##### Given data

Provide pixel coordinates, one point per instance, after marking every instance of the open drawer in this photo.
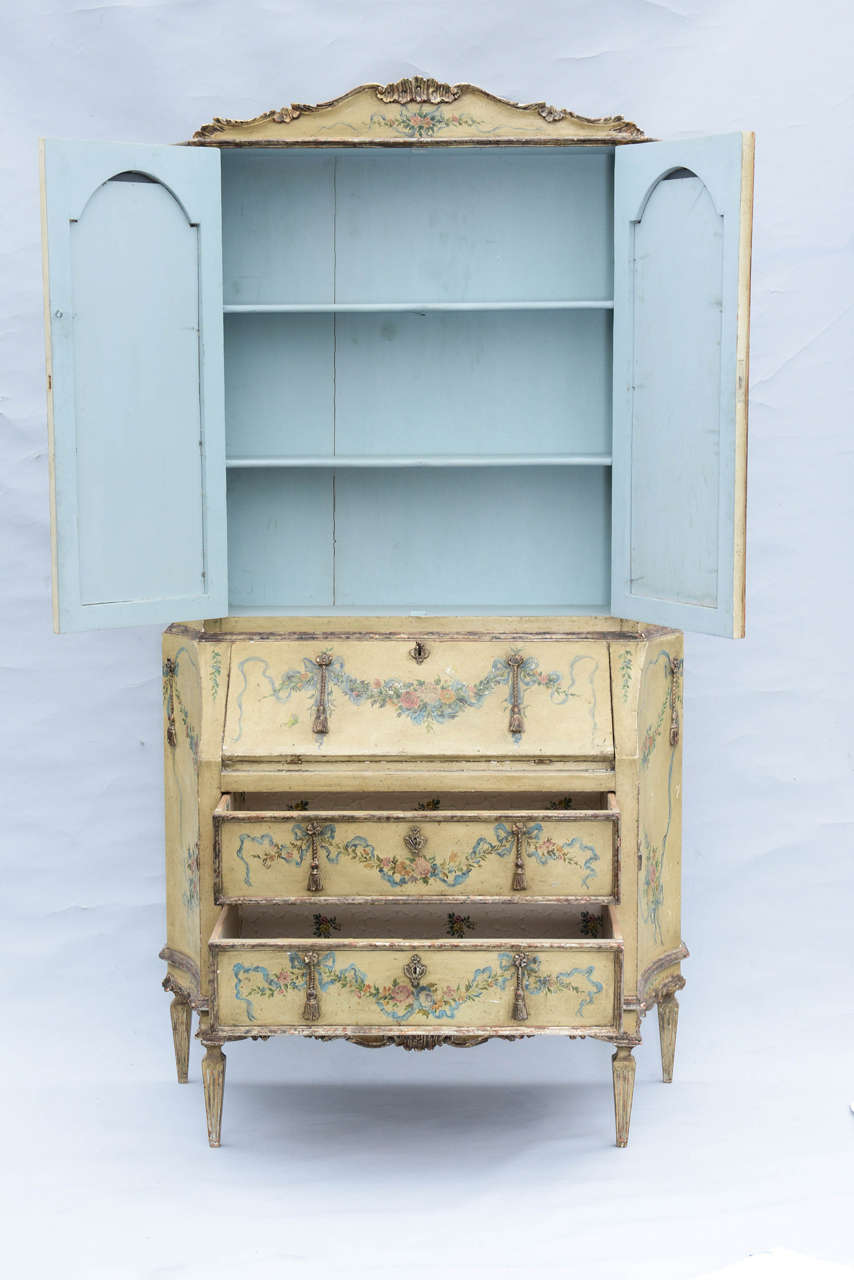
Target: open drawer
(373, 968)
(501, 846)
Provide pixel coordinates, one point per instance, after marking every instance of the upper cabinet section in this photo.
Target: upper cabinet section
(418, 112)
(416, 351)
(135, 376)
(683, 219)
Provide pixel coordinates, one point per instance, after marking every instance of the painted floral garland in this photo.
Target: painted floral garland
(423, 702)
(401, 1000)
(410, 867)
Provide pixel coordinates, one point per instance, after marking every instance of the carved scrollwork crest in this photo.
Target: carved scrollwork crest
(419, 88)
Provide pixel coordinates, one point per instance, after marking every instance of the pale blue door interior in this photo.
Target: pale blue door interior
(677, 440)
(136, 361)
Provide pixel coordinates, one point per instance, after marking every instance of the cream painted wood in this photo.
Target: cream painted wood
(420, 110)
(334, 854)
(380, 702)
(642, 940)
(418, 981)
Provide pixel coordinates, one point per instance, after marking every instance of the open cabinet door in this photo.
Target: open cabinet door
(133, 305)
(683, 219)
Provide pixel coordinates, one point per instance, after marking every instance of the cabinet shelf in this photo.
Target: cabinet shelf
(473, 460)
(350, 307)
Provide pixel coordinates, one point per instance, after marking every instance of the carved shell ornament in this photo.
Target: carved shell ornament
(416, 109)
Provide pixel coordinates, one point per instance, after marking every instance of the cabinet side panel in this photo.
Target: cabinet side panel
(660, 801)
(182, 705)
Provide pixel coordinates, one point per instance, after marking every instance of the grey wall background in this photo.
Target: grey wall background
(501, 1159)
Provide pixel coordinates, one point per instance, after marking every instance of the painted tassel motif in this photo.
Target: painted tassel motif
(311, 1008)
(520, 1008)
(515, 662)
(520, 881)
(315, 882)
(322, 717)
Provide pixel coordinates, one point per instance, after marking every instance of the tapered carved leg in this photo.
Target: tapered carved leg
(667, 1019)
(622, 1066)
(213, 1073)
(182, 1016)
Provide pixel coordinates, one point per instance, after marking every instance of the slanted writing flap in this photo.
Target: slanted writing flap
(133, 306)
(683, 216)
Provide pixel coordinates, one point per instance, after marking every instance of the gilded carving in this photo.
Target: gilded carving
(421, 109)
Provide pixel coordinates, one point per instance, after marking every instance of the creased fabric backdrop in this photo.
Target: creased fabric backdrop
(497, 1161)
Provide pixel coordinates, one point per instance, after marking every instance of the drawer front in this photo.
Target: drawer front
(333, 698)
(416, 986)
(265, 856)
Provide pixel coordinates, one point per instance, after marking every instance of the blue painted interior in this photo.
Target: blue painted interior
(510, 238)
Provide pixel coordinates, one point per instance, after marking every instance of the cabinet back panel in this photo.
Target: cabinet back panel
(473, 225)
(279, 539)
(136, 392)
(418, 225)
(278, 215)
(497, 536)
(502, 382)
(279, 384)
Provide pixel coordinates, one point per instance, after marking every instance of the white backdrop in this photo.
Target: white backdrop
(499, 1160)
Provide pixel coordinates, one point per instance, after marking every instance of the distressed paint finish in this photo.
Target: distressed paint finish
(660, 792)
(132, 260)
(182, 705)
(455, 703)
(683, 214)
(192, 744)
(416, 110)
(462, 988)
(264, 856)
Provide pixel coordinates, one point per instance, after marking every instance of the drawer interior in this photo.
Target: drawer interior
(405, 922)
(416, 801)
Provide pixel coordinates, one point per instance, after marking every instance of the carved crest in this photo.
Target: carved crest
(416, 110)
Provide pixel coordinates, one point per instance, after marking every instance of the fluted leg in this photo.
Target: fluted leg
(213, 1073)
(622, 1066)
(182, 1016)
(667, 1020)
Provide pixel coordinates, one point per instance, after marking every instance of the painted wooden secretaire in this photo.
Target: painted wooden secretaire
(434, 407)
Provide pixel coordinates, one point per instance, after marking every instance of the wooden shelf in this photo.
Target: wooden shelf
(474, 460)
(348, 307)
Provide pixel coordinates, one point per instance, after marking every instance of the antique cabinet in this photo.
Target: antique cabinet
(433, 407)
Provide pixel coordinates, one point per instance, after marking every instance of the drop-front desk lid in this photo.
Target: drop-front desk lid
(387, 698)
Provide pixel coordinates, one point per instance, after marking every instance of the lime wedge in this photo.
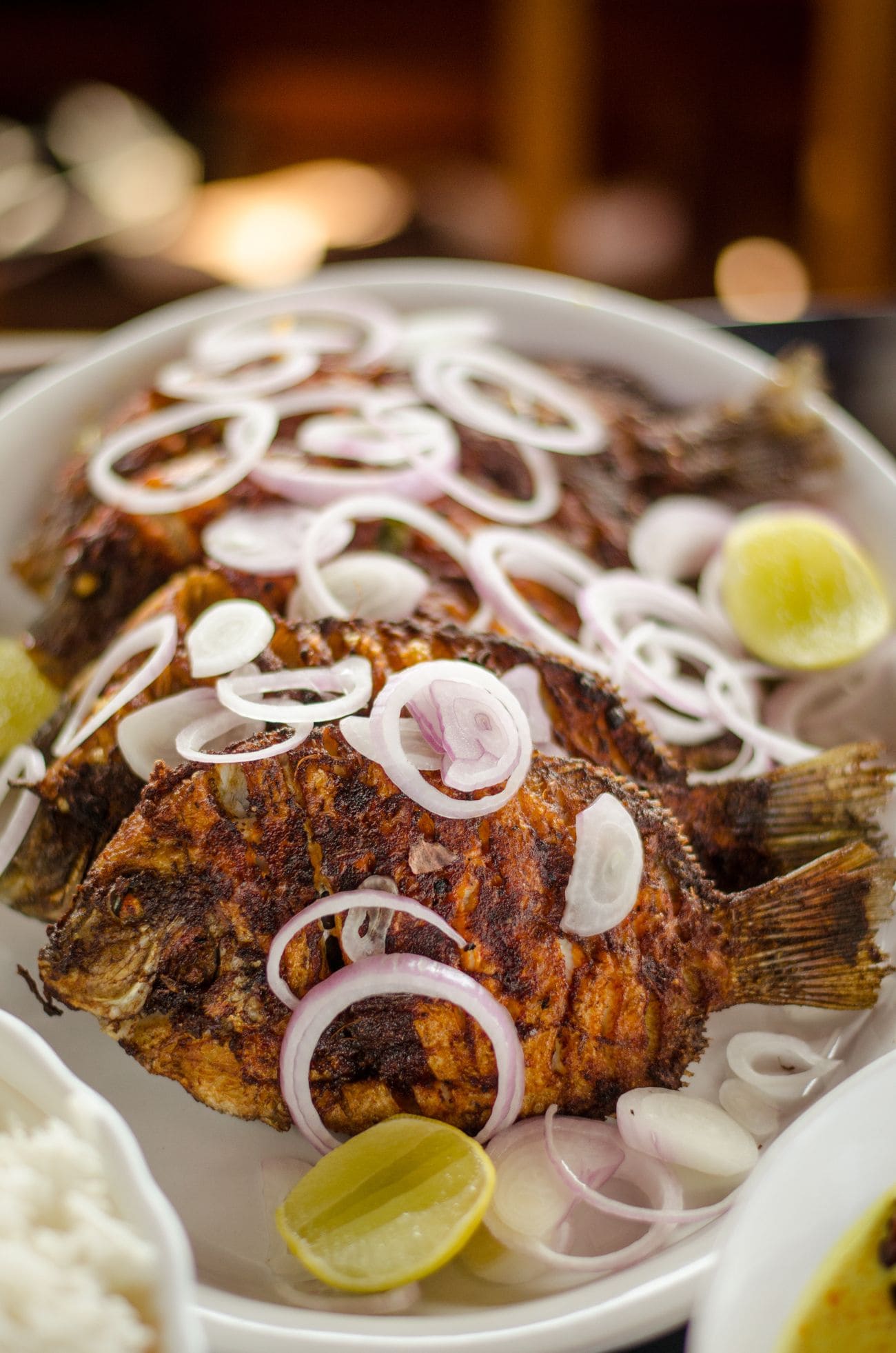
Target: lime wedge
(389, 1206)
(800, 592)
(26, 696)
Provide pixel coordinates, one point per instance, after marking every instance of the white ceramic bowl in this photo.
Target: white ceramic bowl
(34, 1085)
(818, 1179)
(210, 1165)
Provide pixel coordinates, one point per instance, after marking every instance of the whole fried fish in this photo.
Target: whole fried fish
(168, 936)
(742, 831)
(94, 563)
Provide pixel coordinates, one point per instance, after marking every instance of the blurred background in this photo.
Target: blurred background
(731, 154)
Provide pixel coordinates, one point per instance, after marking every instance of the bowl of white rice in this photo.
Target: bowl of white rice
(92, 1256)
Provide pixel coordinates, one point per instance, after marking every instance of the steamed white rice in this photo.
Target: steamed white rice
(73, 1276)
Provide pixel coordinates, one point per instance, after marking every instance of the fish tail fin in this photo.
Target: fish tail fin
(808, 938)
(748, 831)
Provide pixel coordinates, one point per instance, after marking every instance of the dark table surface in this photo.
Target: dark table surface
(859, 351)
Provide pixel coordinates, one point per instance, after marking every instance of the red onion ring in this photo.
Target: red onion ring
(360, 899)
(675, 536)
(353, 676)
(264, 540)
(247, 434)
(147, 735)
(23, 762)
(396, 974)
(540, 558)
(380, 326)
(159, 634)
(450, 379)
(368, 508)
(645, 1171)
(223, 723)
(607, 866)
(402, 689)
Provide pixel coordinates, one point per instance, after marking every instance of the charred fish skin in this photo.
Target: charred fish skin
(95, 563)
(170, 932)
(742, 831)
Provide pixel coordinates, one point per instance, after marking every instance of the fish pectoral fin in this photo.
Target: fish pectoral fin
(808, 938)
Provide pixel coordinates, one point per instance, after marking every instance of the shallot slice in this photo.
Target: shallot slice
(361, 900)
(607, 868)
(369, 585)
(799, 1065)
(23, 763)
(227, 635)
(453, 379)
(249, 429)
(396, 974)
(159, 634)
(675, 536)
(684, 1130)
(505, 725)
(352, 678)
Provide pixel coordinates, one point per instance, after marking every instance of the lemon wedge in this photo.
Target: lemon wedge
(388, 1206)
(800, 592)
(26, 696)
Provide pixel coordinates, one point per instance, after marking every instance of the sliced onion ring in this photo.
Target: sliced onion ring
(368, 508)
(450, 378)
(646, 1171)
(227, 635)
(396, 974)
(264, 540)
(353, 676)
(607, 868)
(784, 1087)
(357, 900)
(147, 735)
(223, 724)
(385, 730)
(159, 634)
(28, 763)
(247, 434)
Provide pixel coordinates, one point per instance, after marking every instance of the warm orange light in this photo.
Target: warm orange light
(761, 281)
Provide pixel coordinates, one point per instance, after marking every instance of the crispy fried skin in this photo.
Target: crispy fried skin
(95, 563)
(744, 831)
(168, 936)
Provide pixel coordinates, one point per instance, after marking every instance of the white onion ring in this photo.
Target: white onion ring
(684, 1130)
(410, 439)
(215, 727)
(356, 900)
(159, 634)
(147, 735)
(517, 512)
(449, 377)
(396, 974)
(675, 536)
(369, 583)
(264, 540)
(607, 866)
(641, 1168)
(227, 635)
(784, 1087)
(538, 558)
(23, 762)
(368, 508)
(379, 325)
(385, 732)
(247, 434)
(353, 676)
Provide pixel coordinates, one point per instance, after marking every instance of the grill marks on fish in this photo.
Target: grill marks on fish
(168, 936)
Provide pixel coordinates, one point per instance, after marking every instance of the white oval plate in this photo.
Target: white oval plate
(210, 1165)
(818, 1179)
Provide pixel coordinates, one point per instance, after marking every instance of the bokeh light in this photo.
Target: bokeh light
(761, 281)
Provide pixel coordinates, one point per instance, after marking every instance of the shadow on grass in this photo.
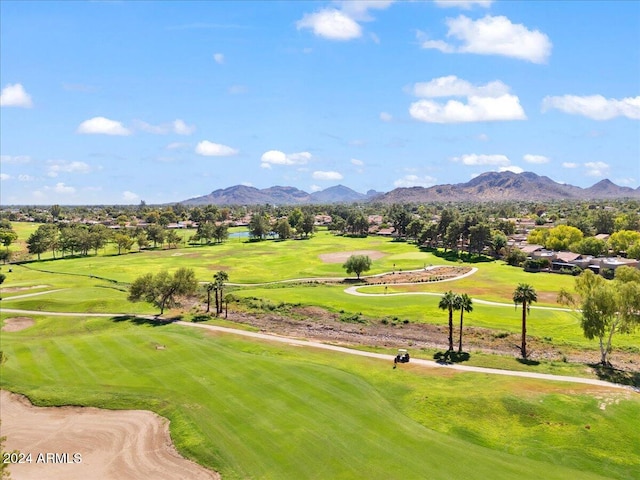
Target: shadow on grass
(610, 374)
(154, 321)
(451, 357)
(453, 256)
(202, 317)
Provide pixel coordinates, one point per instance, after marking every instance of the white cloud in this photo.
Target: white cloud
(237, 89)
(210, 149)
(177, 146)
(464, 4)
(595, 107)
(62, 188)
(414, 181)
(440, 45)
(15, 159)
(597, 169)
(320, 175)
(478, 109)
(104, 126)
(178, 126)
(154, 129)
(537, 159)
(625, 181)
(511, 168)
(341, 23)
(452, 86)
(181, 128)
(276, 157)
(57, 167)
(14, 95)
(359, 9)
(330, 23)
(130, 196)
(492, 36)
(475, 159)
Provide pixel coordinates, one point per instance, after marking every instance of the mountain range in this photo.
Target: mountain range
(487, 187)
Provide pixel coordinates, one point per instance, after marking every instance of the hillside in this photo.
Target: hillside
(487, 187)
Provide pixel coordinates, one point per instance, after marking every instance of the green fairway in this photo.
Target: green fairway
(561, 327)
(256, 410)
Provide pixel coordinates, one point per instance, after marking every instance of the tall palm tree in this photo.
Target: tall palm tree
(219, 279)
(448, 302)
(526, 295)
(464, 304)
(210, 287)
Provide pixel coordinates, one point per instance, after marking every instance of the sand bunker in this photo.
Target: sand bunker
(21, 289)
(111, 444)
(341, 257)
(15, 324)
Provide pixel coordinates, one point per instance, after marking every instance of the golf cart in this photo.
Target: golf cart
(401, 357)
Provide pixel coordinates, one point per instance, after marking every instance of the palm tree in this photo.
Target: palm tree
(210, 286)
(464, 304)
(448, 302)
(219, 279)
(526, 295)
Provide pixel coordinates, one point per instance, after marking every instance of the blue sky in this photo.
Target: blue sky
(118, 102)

##########

[Task brief]: From the data above, output only the lines between the line containing "Target: steamed white rice" and the line containing "red onion ring in this photo.", inclusive, exactly as written.

[Expected answer]:
Target: steamed white rice
(73, 1276)
Provide pixel coordinates, one point per instance, after marking every instance of the fish tail fin in this photo.
Target: fish tail fin
(808, 938)
(748, 831)
Provide pixel coordinates, one point per instance, after marking every instance of the dark table surface in this photo.
Target: dark table surface
(859, 351)
Provide pixel coordinates, one point per instance, after marking every instance of the red onion ring in this photo.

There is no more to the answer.